___ Document segment ___

Robert Palumbo

Mortal
September 4, 2020   -   October 4, 2020

“Mortal” is a kind of slow-motion history of some of my most foundational, defining experiences and encounters, caught in the time warp of the present moment.

The millennium years, 2000 and 2001, were a turning point in my life. In Las Vegas, I found that everyone was an impersonator, trying to live up to an iconic American dream never quite within reach. On the streets of West Baltimore in 2000, the setting for “The Wire”, I found another kind of American truth, this one bitter and desperate. The homicide detectives I photographed were bone weary of death, but not as weary as the black men and women trapped in socio- economic quicksand. The millennium years culminated for me with the World Trade Center attacks just a few blocks from my home in lower Manhattan. The toxic dust I inhaled that day, and in the weeks afterwards, is the probable cause of my multiple myeloma, an incurable cancer I was diagnosed with in 2018.

In 2003 I photographed the gacaca (meeting in the grass) genocide trials in Rwanda. Nearly a decade after the genocide, in which 800,000 ethnic Tutsis were brutally slaughtered, the country needed a way to find justice in order to heal. With over 100,000 men in overcrowded jails, the government decided to use a pre-colonial system of justice in which the families of the victims confronted the genocidaires with the stories of their brutality. Genocidaires who owned up to their actions were often released back into their towns and villages to live as free men. It was a shocking experiment in reconciliation.

The earth itself is a mortal being too, caught in its own fight for survival. Nowhere is that more evident than in the glaciers that serve as levees of ice against the rising temperatures that threaten our existence. Working in Alaska for National Geographic in 2016, I discovered that glaciers are living, breathing entities, actually rivers of ice, changing by the minute, bearing the scars and stories of millennia in their mysterious codes.

In 2019 my immune system was destroyed by chemotherapy. I was quarantined in my hospital room at Memorial Sloan Kettering in Manhattan for a month, and then was mostly restricted to my home for several more months. I wore a mask whenever I stepped outside, and had to stay six feet away from other people to guard against infections. What I missed most, then as now with the pandemic, was intimate contact with other people. I missed getting close, finding clear emotional connection, something I had cultivated for 20 years through my artistic practice of the mug shot.

Since discovering that the mug shot, a seemingly utilitarian form of photography designed for identification, could be a vehicle to connection with another person’s identity, and in some ways with my own, I have made mug shot portraits of thousands of people all over the world. The unmasked, point-blank intimacy that these works require is not possible now that we are masked. The film “Contact” sequences and combines some of them, in an effort to illuminate both difference, and a collective humanity. —— Robert Palumbo, August 2020

 

Based in New York, Palumbo is a documentary filmmaker and photographer who has worked for National Geographic, The New York Times, the German culture magazine Du, YRB, and Vice, among others. His work is included in the collections of The Smithsonian, the Library of Congress, the New York Historical Society, and several prominent private collections. He has shown nationally and internationally and is a New York Foundation for the Arts Fellow in Photography. Palumbo holds a B.A. in English from the University of Pittsburgh, and an M.F.A. in Film from Temple University, where his student films won several national and international awards. He is currently an Emmy nominee for CHASING LIFE, a documentary series he Executive Produced for CNN in 2019.

___ Records provided ___

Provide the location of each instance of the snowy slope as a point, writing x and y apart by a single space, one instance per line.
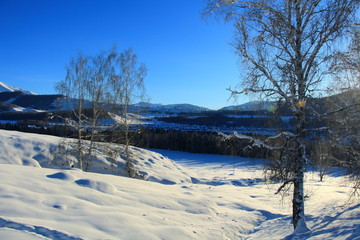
42 151
250 106
225 199
7 88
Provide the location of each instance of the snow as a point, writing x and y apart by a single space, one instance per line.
7 88
204 197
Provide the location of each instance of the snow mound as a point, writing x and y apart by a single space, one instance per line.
34 206
96 185
62 176
46 151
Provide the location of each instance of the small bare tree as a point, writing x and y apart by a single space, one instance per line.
286 45
128 86
73 89
108 81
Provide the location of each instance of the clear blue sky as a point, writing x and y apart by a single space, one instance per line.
189 60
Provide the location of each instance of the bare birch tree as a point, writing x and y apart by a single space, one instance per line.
286 45
128 86
108 81
73 89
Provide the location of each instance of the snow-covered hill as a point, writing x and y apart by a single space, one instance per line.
250 106
7 88
225 199
43 151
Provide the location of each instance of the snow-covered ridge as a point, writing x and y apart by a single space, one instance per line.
7 88
43 151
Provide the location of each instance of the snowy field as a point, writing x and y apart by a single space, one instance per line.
186 196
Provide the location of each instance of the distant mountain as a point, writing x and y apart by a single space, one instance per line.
170 108
7 88
250 106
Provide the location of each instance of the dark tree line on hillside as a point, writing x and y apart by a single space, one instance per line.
285 48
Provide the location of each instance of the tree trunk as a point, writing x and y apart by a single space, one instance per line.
299 170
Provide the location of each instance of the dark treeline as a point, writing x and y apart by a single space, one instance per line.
198 142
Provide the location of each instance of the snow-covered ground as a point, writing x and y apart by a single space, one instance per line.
192 196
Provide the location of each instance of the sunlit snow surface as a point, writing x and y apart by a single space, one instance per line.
205 197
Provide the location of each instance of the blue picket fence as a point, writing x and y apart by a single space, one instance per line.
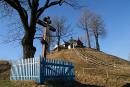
41 69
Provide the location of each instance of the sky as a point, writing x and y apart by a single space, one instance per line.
116 17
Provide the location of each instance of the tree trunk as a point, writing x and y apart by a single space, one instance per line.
97 43
88 39
27 43
58 43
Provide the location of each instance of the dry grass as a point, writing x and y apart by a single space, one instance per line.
90 73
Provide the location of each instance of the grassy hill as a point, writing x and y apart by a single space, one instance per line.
96 67
92 69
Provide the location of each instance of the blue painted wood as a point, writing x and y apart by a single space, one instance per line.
41 69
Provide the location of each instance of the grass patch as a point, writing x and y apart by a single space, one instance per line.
6 83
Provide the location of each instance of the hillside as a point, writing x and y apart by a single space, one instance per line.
92 69
96 67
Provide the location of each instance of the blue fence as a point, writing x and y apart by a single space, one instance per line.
40 70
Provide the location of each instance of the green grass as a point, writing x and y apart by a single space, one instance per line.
6 83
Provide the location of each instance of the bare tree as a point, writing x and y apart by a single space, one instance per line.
29 12
84 22
98 29
62 29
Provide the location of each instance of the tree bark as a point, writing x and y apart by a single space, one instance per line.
97 43
88 39
58 43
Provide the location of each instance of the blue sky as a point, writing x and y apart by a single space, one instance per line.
116 17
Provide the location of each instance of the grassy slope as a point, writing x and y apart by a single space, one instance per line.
96 74
86 72
6 83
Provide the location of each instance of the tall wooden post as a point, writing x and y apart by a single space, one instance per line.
44 39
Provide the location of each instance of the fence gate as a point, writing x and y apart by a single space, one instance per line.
40 70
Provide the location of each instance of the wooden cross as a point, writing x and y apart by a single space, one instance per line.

___

### Activity 1:
Retype the stretch of the Mortal exhibition statement from "In 2019 my immune" through "the mug shot.".
### Activity 2:
According to the Mortal exhibition statement, why did the Rwandan government adopt a pre-colonial system of justice for the genocide trials? Answer in one to three sentences.
### Activity 3:
Summarize the Mortal exhibition statement in three sentences.

### Task output 1:
In 2019 my immune system was destroyed by chemotherapy. I was quarantined in my hospital room at Memorial Sloan Kettering in Manhattan for a month, and then was mostly restricted to my home for several more months. I wore a mask whenever I stepped outside, and had to stay six feet away from other people to guard against infections. What I missed most, then as now with the pandemic, was intimate contact with other people. I missed getting close, finding clear emotional connection, something I had cultivated for 20 years through my artistic practice of the mug shot.

### Task output 2:
Nearly a decade after the genocide, the country held over 100,000 men in overcrowded jails and needed a way to find justice in order to heal. The government therefore used a system in which the victims' families confronted the genocidaires with the stories of their brutality.

### Task output 3:
"Mortal" is a slow-motion history of Palumbo's defining experiences: Las Vegas and West Baltimore in 2000, the World Trade Center attacks whose dust probably caused his multiple myeloma, the 2003 gacaca genocide trials in Rwanda, and Alaska's glaciers in 2016. After chemotherapy in 2019, he was quarantined and masked, and he missed most the intimate contact with people that he had cultivated for 20 years through mug shot portraits. Because that unmasked intimacy is not possible now that people are masked, his film "Contact" sequences and combines some of these portraits to illuminate both difference and a collective humanity.